*SELECTED PASSAGE*.

┏━━

The Crash that Changed Everything
Warning: There are a few pictures that may cause distress to individuals with a sensitivity to car crashes.
Where am I? What happened? Why can’t I move? Are these tubes going in my body? What is happening??? I’m in a dark room, with machines all around me. A nurse is standing over me, telling me there is a tube in my chest that is helping me breathe, and I just got out of surgery – about to go into another one. I fall back asleep.
I’m 12. It is December 21, 1997. I see my older brother Ryan is sitting on the edge of a hospital bed. The TV is on, and I distinctly remember the Denver Broncos were playing the San Diego Chargers and were up 24-3. I am so confused. Ryan turns around and sees I am awake, and calls to my parents.
I am surrounded by my family and nurses. They tell me I was in a car crash. I have been in a coma since December 14th. I have had multiple surgeries to reduce pressure in my head and to help my fractured face. It’s a lot for me to take in.
I look around and realize I am in a room full of cards, flowers, and stuffed animals. I am constantly being poked and prodded and people are always in this room. There are purple monkeys on the walls, seemingly to brighten it up, but one night I have a nightmare about them coming alive. I woke up frantic, and my Aunt Ginny, who was staying with me that night to give my parents a break, had to run and get the nurses to calm me down. Every time I fell asleep it seemed another nightmare occurred – one time I woke up trying to take my splint off my arm because I thought spiders were crawling in it.

┗━━

*DATA SHOWN*.
┏━━

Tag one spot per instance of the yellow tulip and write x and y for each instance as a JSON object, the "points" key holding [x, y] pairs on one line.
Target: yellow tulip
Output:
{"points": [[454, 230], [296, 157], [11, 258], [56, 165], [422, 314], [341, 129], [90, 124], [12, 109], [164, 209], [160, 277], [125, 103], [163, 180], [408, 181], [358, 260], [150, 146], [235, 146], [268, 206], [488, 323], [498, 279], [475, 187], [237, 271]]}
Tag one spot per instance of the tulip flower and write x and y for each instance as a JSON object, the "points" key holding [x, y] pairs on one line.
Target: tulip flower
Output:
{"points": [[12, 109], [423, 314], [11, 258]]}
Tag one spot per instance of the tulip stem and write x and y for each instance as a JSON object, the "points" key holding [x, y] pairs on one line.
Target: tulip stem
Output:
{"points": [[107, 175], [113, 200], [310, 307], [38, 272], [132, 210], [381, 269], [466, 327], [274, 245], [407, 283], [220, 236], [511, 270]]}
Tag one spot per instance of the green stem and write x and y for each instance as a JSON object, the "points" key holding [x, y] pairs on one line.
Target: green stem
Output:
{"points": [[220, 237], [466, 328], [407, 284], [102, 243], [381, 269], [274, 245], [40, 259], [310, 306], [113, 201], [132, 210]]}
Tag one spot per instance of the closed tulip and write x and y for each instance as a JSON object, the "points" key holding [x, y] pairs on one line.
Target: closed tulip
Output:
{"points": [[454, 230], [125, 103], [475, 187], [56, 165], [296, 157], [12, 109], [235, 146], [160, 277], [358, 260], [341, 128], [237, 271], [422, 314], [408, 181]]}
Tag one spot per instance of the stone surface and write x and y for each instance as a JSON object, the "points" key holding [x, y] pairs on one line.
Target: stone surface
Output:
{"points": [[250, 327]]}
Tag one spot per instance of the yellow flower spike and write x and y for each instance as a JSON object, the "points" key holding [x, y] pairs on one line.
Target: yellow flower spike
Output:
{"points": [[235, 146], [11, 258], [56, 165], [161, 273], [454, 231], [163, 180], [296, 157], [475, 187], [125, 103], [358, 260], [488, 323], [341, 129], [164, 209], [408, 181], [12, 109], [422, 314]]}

┗━━

*ASSIGNMENT*.
Render this sentence from the car crash account in Spanish: "They tell me I was in a car crash." The records have nothing to do with the car crash account.

*SOLVED EXERCISE*.
Me dicen que tuve un accidente de coche.